⟨

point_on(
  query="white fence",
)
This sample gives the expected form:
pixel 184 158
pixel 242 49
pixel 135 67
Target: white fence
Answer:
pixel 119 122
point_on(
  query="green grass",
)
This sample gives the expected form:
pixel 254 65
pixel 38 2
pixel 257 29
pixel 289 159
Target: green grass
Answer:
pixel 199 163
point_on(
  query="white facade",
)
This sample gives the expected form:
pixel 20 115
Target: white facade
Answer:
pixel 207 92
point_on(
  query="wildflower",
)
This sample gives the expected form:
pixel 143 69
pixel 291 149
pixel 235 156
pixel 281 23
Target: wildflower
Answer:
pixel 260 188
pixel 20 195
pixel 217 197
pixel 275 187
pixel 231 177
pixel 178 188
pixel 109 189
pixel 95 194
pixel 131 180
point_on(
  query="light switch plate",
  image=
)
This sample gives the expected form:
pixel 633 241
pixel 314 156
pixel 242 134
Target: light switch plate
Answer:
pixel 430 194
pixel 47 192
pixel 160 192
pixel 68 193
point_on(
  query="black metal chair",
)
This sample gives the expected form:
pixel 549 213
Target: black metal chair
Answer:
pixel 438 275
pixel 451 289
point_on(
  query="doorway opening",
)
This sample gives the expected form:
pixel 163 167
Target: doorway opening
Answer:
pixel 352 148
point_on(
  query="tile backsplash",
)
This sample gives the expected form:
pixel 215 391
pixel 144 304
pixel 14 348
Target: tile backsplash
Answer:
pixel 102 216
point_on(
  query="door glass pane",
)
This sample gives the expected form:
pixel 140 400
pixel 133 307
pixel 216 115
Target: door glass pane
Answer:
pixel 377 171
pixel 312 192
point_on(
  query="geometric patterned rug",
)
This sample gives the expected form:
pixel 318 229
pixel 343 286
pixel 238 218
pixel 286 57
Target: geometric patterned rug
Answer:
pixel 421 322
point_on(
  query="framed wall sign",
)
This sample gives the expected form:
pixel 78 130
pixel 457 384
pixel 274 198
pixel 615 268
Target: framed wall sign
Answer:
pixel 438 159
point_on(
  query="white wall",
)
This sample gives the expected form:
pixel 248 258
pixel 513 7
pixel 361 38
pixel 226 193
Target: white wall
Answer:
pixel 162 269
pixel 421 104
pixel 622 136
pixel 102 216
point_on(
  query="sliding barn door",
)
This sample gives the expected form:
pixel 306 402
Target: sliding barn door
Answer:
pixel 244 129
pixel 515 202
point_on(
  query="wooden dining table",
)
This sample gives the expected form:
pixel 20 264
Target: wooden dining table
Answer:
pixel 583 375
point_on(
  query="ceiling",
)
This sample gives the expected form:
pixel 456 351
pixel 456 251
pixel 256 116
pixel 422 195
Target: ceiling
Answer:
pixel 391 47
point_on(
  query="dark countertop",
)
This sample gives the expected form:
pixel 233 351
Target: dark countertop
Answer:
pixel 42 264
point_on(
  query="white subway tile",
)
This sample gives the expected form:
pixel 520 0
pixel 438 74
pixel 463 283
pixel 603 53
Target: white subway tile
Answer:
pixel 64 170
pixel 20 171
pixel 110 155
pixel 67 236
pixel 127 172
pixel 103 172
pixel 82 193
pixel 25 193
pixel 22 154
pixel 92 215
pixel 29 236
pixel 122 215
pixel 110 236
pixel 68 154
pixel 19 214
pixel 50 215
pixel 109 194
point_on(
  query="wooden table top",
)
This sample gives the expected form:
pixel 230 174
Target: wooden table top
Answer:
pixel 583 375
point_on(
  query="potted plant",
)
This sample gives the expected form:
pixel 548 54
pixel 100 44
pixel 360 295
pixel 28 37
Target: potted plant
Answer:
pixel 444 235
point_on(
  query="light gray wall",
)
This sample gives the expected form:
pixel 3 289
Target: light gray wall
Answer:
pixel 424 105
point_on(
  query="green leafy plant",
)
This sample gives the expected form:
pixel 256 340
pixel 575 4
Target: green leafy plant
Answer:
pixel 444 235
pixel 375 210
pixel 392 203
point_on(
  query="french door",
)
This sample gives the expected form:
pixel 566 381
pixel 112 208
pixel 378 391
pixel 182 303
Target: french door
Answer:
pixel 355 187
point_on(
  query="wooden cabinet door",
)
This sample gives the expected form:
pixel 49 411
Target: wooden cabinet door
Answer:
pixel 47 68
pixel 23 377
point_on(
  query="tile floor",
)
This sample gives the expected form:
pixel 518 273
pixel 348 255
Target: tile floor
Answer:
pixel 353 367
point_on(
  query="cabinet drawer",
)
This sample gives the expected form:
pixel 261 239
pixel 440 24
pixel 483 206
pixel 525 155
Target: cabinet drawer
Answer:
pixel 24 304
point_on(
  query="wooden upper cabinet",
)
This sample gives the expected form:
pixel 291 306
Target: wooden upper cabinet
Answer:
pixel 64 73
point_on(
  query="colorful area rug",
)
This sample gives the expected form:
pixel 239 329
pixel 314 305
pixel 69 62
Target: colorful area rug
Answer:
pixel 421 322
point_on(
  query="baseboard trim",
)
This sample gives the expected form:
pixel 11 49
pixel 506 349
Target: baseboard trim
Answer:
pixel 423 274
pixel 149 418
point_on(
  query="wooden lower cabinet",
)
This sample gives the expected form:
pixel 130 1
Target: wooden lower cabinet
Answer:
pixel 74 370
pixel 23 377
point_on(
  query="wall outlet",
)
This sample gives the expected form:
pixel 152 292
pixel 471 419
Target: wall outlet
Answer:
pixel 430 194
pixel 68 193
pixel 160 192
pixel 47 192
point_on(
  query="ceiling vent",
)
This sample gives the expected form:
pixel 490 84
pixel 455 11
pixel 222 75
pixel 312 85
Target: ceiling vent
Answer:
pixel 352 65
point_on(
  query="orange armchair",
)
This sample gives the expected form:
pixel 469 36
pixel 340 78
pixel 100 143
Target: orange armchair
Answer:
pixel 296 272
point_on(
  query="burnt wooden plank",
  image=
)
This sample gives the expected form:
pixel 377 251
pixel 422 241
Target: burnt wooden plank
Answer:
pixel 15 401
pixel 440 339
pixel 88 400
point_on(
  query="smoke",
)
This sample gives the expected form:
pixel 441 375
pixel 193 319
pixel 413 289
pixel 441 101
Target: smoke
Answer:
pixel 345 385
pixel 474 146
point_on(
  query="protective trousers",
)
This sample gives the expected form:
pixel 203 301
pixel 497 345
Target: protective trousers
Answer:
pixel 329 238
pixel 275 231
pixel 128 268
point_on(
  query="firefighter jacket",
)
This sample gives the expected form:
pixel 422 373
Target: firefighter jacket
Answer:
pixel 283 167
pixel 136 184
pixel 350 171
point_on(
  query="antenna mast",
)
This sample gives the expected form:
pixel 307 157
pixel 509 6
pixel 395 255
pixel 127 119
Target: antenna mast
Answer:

⟩

TASK DIRECTIONS – Word for word, restate all of the data shown above.

RESULT –
point_on(
  query="white fence",
)
This sample gives the expected form:
pixel 184 158
pixel 242 49
pixel 135 67
Target: white fence
Answer:
pixel 119 122
point_on(
  query="green grass",
)
This sample gives the expected form:
pixel 254 65
pixel 38 2
pixel 257 29
pixel 289 159
Target: green grass
Answer:
pixel 199 163
point_on(
  query="white facade",
)
This sample gives the expected form:
pixel 20 115
Target: white facade
Answer:
pixel 207 92
point_on(
  query="wildflower",
)
This sample gives the expected form:
pixel 143 69
pixel 291 149
pixel 235 156
pixel 281 23
Target: wildflower
Answer:
pixel 260 188
pixel 20 195
pixel 217 197
pixel 275 187
pixel 231 177
pixel 178 188
pixel 109 189
pixel 95 194
pixel 131 180
point_on(
  query="light switch plate",
  image=
)
This sample gives the expected form:
pixel 633 241
pixel 314 156
pixel 242 134
Target: light switch plate
Answer:
pixel 430 194
pixel 47 192
pixel 160 192
pixel 68 193
point_on(
  query="black metal chair",
)
This sample gives the expected form:
pixel 549 213
Target: black metal chair
Answer:
pixel 438 275
pixel 451 289
point_on(
  query="doorway opening",
)
This sample gives the expected form:
pixel 163 167
Target: doorway opening
Answer:
pixel 352 148
point_on(
  query="tile backsplash",
)
This sample gives the expected form:
pixel 215 391
pixel 144 304
pixel 14 348
Target: tile backsplash
Answer:
pixel 102 216
point_on(
  query="door glass pane",
)
This sample gives the expected form:
pixel 140 400
pixel 133 307
pixel 216 115
Target: door glass pane
Answer:
pixel 377 171
pixel 312 192
point_on(
  query="geometric patterned rug",
)
This sample gives the expected form:
pixel 318 229
pixel 343 286
pixel 238 218
pixel 286 57
Target: geometric patterned rug
Answer:
pixel 421 322
point_on(
  query="framed wall sign",
)
This sample gives the expected form:
pixel 78 130
pixel 457 384
pixel 274 198
pixel 615 268
Target: framed wall sign
Answer:
pixel 438 159
point_on(
  query="white wall",
)
This sample gives the expected form:
pixel 248 258
pixel 513 7
pixel 361 38
pixel 226 193
Target: white wall
Answer:
pixel 162 269
pixel 421 104
pixel 622 136
pixel 102 216
point_on(
  query="sliding barn door",
)
This sample gives the expected form:
pixel 306 402
Target: sliding barn door
Answer:
pixel 244 129
pixel 515 202
point_on(
  query="wooden dining table",
)
This sample gives the expected form:
pixel 20 264
Target: wooden dining table
Answer:
pixel 583 375
point_on(
  query="ceiling",
)
This sample gives the expected form:
pixel 456 351
pixel 456 251
pixel 256 116
pixel 422 195
Target: ceiling
Answer:
pixel 391 47
point_on(
  query="dark countertop",
)
This sample gives the expected form:
pixel 233 351
Target: dark countertop
Answer:
pixel 42 264
point_on(
  query="white subway tile",
)
This sample gives the expected form:
pixel 520 0
pixel 438 74
pixel 463 283
pixel 603 53
Target: white subway tile
Answer:
pixel 64 170
pixel 20 171
pixel 110 155
pixel 67 236
pixel 127 172
pixel 103 172
pixel 82 193
pixel 25 193
pixel 22 154
pixel 92 215
pixel 29 236
pixel 122 215
pixel 110 236
pixel 68 154
pixel 19 214
pixel 50 215
pixel 109 194
point_on(
  query="wooden table top",
)
This sample gives the expected form:
pixel 230 174
Target: wooden table top
Answer:
pixel 583 375
point_on(
  query="potted plant",
)
This sample gives the expected form:
pixel 548 54
pixel 100 44
pixel 360 295
pixel 28 37
Target: potted plant
Answer:
pixel 444 235
point_on(
  query="light gray wall",
)
This sample gives the expected form:
pixel 3 289
Target: light gray wall
Answer:
pixel 424 105
point_on(
  query="green leafy plant",
)
This sample gives the expected form:
pixel 256 340
pixel 575 4
Target: green leafy plant
Answer:
pixel 444 235
pixel 375 210
pixel 392 203
point_on(
  query="french door",
)
This sample gives the expected form:
pixel 566 381
pixel 112 208
pixel 378 391
pixel 182 303
Target: french door
Answer:
pixel 355 187
point_on(
  query="wooden cabinet door",
)
This sample gives the expected form:
pixel 49 411
Target: wooden cabinet door
Answer:
pixel 47 68
pixel 23 377
point_on(
  query="tile floor",
)
This sample gives the expected form:
pixel 518 273
pixel 348 255
Target: tile floor
Answer:
pixel 353 367
point_on(
  query="cabinet drawer",
)
This sample gives the expected form:
pixel 261 239
pixel 440 24
pixel 483 206
pixel 525 155
Target: cabinet drawer
Answer:
pixel 24 304
point_on(
  query="wooden upper cabinet",
)
This sample gives the expected form:
pixel 291 306
Target: wooden upper cabinet
Answer:
pixel 64 73
point_on(
  query="colorful area rug",
)
This sample gives the expected form:
pixel 239 329
pixel 314 305
pixel 69 62
Target: colorful area rug
Answer:
pixel 421 322
point_on(
  query="baseboard trim",
)
This sample gives the expected form:
pixel 11 49
pixel 506 349
Target: baseboard trim
Answer:
pixel 423 274
pixel 149 418
point_on(
  query="wooden lower cabinet",
)
This sample gives the expected form:
pixel 130 1
Target: wooden lower cabinet
Answer:
pixel 74 370
pixel 23 377
point_on(
  query="wall outlet",
)
This sample gives the expected form:
pixel 152 292
pixel 471 419
Target: wall outlet
Answer:
pixel 430 194
pixel 68 193
pixel 160 192
pixel 47 192
point_on(
  query="ceiling vent",
)
This sample gives the expected form:
pixel 490 84
pixel 455 11
pixel 222 75
pixel 312 85
Target: ceiling vent
Answer:
pixel 352 65
point_on(
  query="orange armchair",
)
This sample gives the expected form:
pixel 469 36
pixel 340 78
pixel 100 143
Target: orange armchair
Answer:
pixel 296 272
point_on(
  query="burnt wooden plank",
  image=
)
This sample gives the expected form:
pixel 377 251
pixel 422 241
Target: burnt wooden plank
Answer:
pixel 15 401
pixel 440 339
pixel 88 400
point_on(
  query="smoke",
)
This sample gives the expected form:
pixel 441 375
pixel 193 319
pixel 413 289
pixel 441 101
Target: smoke
Answer:
pixel 345 385
pixel 474 146
point_on(
  query="protective trousers",
)
This sample gives the expected form:
pixel 203 301
pixel 497 345
Target: protective trousers
Answer:
pixel 329 238
pixel 275 231
pixel 128 268
point_on(
  query="firefighter jacket",
)
This sample gives the expected form:
pixel 422 373
Target: firefighter jacket
Answer:
pixel 283 167
pixel 136 184
pixel 350 171
point_on(
  query="antenna mast",
)
This sample gives the expected form:
pixel 307 157
pixel 509 6
pixel 395 255
pixel 127 119
Target: antenna mast
Answer:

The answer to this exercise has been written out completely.